Source document →
------------------------------------------------

Bob Angell, director of the Communications Technology Resource Centre at Lakehead University, said he’s already there. Lakehead, in Thunder Bay, Ont., is flush with cash due to grants from the SuperBuild project and stipends specific to development in Northern Ontario, he said.

The university has two buildings for back-up, he said, adding that Lakehead has capital to provide for such facilities but not necessarily enough operating budget to support them all. A project to install an IP network took a year to get off the ground and had numerous growing pains, he said. “”There’s always a penalty in bleeding edge technology, but there’s also a bonus.””

Lakehead now runs on completely IP-based telephony, and through the ORION network, also runs the back-up needs and IP telephony of Laurentian University in Sudbury, Ont.

The university is investigating more collaborative uses of ORION like videoconferencing and more online learning. It is also developing a virtual reality centre, which could conceivably be shared with remote locations over ORION.

Algonquin is also aiming to offer more online learning, said Brock. The college currently has 10 per cent of its learning hours online, and plans to double that by 2006.

An increased reliance on online learning also means that the university’s network requires 24×7 uptime, said Brock, since students could be accessing the lessons at any hour of the night or day.

Gagne noted that as more applications like these are available online, disaster recovery takes on a more critical role. “”The acceptable downtime and recovery requirements are shrinking rapidly.””

He said that York University should know more about using ORION as a disaster recovery tool once its initial findings are completed this fall.

------------------------------------------------

Material →
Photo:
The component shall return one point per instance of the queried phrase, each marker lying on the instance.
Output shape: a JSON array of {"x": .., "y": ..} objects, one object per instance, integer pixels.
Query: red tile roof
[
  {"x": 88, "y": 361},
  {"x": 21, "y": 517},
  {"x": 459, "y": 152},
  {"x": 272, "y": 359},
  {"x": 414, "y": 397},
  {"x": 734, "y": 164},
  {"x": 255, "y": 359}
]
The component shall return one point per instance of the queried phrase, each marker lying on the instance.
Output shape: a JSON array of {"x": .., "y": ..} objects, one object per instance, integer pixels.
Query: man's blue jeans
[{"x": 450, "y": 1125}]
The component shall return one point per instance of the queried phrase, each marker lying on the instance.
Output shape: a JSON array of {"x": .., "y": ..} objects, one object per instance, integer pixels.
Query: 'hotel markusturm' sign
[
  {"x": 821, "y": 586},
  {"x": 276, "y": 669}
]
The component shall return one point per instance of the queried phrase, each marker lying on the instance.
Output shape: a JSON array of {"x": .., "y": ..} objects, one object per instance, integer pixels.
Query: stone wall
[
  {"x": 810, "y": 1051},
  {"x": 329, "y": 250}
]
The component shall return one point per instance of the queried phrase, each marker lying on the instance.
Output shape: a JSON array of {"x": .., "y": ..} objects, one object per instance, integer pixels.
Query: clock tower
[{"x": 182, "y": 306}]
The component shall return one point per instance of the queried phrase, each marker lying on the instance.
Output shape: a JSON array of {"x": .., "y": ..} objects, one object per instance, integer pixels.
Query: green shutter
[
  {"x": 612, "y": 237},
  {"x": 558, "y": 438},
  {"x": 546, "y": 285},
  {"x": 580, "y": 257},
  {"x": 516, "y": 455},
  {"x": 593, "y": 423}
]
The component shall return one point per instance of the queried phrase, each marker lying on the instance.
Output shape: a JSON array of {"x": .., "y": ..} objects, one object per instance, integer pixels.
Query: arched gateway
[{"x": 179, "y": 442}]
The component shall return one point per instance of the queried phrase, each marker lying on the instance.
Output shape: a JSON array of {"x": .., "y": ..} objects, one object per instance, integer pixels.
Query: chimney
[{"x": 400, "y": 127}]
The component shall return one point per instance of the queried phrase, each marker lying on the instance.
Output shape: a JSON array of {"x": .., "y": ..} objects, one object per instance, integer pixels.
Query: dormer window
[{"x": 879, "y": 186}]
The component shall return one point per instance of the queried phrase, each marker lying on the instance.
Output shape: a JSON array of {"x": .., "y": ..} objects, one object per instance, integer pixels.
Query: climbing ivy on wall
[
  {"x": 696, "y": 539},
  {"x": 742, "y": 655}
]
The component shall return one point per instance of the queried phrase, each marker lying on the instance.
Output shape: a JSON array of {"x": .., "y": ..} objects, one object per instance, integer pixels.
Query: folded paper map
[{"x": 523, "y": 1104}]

------------------------------------------------

Your goal → Decide whether each statement agrees with the article on university networks and ORION. Answer yes or no, quoting the deciding words of the article. 1. Lakehead now runs entirely on IP-based telephony. 2. Algonquin currently has 20 per cent of its learning hours online. 3. Lakehead's project to install an IP network got off the ground within a month.

Task output →
1. Yes: "Lakehead now runs on completely IP-based telephony"
2. No: "The college currently has 10 per cent of its learning hours online"
3. No: "A project to install an IP network took a year to get off the ground"